Task requirements >>
Below are some records; find each line that carries the word "green" and copy it.

Data extracts >>
____

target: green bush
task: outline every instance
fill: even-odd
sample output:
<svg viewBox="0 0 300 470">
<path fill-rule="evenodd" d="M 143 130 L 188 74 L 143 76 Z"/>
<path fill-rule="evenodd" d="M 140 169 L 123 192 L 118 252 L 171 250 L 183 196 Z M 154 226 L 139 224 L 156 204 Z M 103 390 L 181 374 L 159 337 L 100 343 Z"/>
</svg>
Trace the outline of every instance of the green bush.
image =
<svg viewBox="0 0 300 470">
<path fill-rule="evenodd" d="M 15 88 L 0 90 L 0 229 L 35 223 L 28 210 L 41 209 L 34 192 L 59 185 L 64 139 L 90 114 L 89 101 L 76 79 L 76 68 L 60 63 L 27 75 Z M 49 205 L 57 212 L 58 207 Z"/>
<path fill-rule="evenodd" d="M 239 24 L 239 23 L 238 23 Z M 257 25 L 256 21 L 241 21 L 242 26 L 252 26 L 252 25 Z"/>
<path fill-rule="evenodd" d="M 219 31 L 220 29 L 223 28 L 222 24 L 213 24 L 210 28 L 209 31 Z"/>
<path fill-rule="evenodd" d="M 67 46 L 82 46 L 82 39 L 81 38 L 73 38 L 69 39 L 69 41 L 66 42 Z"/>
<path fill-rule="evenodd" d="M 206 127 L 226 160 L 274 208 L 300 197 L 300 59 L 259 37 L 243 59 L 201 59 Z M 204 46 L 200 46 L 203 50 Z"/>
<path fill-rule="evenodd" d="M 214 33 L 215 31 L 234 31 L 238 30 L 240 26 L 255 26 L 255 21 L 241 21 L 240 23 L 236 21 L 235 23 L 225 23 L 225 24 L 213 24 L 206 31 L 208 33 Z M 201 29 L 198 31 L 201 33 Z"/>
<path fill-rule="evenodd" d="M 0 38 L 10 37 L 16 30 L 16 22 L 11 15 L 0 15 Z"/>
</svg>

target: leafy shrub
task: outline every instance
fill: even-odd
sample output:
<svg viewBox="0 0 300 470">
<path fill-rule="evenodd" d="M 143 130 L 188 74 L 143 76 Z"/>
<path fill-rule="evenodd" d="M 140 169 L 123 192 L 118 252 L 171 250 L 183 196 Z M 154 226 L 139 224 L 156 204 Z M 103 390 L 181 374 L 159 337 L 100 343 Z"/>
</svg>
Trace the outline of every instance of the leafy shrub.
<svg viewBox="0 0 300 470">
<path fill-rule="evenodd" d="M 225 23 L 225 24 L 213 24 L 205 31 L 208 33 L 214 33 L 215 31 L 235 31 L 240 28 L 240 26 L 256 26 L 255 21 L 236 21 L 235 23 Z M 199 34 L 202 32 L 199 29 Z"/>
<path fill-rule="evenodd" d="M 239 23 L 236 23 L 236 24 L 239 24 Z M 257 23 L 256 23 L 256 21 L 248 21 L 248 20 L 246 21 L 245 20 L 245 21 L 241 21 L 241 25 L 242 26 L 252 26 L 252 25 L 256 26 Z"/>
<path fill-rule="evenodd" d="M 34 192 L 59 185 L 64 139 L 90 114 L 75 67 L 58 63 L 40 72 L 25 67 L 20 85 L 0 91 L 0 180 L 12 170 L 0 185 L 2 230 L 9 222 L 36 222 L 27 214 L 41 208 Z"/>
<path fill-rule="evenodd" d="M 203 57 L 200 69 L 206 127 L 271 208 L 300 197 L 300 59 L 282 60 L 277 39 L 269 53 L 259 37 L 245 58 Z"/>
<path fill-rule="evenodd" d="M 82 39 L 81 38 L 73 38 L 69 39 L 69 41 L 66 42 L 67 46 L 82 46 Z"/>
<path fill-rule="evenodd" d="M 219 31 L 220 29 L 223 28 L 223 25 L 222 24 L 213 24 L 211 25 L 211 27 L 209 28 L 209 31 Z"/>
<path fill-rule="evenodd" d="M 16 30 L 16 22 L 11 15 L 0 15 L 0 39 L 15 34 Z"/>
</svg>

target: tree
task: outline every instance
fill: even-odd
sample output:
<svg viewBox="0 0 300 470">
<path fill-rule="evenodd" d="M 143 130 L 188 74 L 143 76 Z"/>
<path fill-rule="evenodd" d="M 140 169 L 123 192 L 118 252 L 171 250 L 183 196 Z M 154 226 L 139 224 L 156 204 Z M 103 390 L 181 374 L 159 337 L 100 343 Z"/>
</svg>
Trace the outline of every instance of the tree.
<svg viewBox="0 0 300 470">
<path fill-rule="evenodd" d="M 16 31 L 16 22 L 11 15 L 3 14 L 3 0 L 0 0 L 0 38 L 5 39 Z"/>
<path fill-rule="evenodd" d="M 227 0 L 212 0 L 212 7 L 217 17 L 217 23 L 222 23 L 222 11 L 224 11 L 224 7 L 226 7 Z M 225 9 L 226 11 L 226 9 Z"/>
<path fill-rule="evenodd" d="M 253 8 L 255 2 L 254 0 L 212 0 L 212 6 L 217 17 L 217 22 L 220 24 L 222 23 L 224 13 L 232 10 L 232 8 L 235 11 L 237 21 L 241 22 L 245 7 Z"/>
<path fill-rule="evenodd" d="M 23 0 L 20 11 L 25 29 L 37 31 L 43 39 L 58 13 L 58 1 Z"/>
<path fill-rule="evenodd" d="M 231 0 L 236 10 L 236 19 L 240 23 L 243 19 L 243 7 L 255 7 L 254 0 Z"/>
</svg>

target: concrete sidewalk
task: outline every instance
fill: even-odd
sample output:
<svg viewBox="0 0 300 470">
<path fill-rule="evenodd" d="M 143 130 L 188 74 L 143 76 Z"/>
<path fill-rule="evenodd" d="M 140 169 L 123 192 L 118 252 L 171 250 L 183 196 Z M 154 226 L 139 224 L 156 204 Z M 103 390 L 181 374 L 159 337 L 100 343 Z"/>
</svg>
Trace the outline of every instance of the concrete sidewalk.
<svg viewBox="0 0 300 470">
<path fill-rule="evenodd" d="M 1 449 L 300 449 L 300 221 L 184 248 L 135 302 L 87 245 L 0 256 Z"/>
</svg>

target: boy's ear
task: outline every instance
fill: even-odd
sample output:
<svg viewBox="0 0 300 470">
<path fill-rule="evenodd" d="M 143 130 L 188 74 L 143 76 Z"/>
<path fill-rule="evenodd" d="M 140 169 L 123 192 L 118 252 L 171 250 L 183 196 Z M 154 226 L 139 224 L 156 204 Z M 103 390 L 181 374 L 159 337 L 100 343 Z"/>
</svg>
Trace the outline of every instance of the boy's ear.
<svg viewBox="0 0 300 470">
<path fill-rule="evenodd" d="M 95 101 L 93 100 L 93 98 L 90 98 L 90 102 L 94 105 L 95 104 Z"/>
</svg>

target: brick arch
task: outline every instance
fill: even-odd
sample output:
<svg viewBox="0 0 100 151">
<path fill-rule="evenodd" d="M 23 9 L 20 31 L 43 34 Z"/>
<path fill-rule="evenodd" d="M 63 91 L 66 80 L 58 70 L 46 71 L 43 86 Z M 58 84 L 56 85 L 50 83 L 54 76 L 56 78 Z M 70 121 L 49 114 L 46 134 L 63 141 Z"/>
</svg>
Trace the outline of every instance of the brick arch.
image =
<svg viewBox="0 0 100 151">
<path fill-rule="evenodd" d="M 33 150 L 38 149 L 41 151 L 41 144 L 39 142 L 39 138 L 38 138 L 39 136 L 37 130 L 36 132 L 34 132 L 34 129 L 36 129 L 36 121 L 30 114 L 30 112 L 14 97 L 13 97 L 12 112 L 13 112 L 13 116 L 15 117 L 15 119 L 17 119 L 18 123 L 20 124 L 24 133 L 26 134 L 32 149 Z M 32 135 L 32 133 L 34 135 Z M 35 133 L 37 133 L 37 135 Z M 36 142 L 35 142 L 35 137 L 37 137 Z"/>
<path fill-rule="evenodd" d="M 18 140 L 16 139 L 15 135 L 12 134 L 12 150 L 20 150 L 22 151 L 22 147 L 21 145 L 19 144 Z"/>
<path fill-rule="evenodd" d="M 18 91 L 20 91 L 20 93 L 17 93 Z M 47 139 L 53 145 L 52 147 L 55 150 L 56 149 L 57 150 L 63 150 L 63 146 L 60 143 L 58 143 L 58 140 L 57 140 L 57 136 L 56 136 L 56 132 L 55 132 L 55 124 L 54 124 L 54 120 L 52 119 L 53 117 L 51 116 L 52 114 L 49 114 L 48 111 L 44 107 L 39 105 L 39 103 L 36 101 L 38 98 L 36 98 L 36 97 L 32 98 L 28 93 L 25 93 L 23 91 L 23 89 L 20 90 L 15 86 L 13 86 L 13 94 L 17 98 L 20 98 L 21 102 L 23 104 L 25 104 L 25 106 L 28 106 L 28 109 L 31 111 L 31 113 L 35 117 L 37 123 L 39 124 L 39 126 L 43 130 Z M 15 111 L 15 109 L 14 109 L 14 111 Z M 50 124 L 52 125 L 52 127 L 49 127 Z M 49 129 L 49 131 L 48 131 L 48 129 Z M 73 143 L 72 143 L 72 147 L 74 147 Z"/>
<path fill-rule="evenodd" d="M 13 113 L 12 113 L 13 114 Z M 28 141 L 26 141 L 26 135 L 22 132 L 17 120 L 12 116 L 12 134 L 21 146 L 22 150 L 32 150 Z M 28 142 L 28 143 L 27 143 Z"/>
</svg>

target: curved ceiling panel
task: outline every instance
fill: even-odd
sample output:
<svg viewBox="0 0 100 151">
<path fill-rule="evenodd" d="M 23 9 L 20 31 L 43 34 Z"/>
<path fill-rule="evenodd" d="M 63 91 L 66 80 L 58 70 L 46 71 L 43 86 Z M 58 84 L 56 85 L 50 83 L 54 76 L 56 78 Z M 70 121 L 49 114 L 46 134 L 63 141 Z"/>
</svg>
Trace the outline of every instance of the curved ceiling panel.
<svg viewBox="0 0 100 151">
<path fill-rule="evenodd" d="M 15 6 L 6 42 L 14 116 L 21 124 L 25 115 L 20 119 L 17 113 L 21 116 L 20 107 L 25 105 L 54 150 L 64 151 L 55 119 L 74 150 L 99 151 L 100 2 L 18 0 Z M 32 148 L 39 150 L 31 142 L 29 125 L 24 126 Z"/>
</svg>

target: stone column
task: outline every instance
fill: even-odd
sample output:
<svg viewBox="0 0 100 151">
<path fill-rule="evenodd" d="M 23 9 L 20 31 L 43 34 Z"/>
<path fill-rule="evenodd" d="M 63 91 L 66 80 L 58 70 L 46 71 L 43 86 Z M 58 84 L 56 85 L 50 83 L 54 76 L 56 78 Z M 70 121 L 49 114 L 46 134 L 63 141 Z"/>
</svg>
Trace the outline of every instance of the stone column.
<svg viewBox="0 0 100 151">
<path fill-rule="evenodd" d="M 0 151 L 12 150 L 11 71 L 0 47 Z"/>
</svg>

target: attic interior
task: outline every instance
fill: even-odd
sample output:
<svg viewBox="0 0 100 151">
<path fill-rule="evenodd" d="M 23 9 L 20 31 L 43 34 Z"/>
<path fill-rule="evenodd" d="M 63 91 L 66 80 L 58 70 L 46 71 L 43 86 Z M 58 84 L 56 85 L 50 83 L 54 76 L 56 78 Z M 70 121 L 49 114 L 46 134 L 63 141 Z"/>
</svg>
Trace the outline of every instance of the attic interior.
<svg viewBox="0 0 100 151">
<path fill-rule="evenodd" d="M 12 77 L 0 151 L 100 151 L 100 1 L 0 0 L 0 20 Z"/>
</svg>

____

Solved problem >>
target: green bush
Trace the outline of every instance of the green bush.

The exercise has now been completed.